LISTED RECORDS
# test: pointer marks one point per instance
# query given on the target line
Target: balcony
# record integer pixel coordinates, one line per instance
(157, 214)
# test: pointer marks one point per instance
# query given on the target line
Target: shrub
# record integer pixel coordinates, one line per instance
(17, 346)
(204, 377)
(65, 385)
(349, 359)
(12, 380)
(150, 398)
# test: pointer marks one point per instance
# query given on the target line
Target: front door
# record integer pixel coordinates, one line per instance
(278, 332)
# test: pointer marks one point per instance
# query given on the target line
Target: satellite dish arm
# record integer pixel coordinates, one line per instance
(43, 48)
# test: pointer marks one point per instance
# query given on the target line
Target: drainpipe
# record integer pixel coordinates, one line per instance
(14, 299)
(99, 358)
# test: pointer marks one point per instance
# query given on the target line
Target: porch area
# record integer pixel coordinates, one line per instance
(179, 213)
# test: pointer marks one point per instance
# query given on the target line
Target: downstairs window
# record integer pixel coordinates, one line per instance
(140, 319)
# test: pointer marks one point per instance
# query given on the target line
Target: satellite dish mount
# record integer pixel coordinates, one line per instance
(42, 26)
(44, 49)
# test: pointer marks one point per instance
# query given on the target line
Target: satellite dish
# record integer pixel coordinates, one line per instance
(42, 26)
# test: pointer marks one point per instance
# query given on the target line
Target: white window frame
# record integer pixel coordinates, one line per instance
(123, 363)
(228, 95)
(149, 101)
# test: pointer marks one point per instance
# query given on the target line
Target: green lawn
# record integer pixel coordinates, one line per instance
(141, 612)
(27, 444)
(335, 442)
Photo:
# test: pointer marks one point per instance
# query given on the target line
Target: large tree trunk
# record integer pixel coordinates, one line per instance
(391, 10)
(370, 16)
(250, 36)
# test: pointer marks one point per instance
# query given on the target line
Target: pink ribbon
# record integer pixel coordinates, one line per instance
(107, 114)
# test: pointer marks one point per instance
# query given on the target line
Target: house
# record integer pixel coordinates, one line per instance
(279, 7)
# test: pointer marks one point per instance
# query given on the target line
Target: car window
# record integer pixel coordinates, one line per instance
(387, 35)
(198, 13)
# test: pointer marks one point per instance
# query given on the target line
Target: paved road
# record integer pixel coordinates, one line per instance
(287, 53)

SHORT EXERCISE
Reproduce every record above exactly as it appears.

EXERCISE OUTPUT
# test: pointer marks one point per instance
# query given on the target line
Target: balcony
# record integer pixel coordinates, one line per instance
(157, 214)
# test: pointer marks one point per instance
# query given on the target line
Target: shrub
# record integer pixel coordinates, one line per instance
(17, 346)
(204, 377)
(65, 385)
(349, 359)
(12, 380)
(150, 398)
# test: pointer marks one point per instance
# query given on the target line
Target: front door
# record integer pixel coordinates, one line per instance
(278, 332)
# test: pointer marks one point per instance
# query given on the target line
Target: satellite dish arm
# record integer pixel coordinates, one line per instance
(43, 48)
# test: pointer marks one point per instance
# query given on the target line
Target: drainpipe
# record integer pixel coordinates, one line per instance
(14, 299)
(99, 358)
# test: pointer marks one point per instance
# query given on the target line
Target: porch area
# record integer pixel coordinates, one line per instance
(179, 213)
# test: pointer marks one point per instance
# query given on the target line
Target: downstairs window
# record integer pixel coordinates, one line per instance
(140, 319)
# test: pointer marks one point per instance
# query given on the target line
Target: satellite dish mount
# record integer pixel coordinates, one line per instance
(42, 26)
(44, 49)
# test: pointer marks one point per instance
# query given on the target line
Target: satellite dish
# record integer pixel coordinates, one line per instance
(42, 26)
# test: pointer marks one point per instance
# query given on the target line
Target: white window frame
# record integer pixel coordinates, one line per instance
(123, 363)
(228, 95)
(149, 101)
# test: pointer marks one point per instance
# query given on the target line
Target: green lawn
# record integer pixel coordinates, one line per instance
(141, 612)
(27, 444)
(335, 442)
Photo:
# test: pointer marks one point per instance
# query given on the target line
Target: large tree trunk
# record integer pixel coordinates, one line per instance
(391, 10)
(370, 16)
(250, 36)
# test: pointer marks one point per instance
# query given on the target line
Target: pink ribbon
# record integer pixel coordinates, one line per instance
(107, 114)
# test: pointer marks one point per instance
# query given on the target line
Target: house
# record integer pixel coordinates, one line per instance
(279, 7)
# test: pointer marks one point per instance
# query given on the target line
Target: car window
# record integer pixel coordinates, one line per instance
(387, 35)
(198, 13)
# test: pointer marks one point per instance
# query given on the target line
Target: paved road
# record integer pixel coordinates, one line per instance
(287, 53)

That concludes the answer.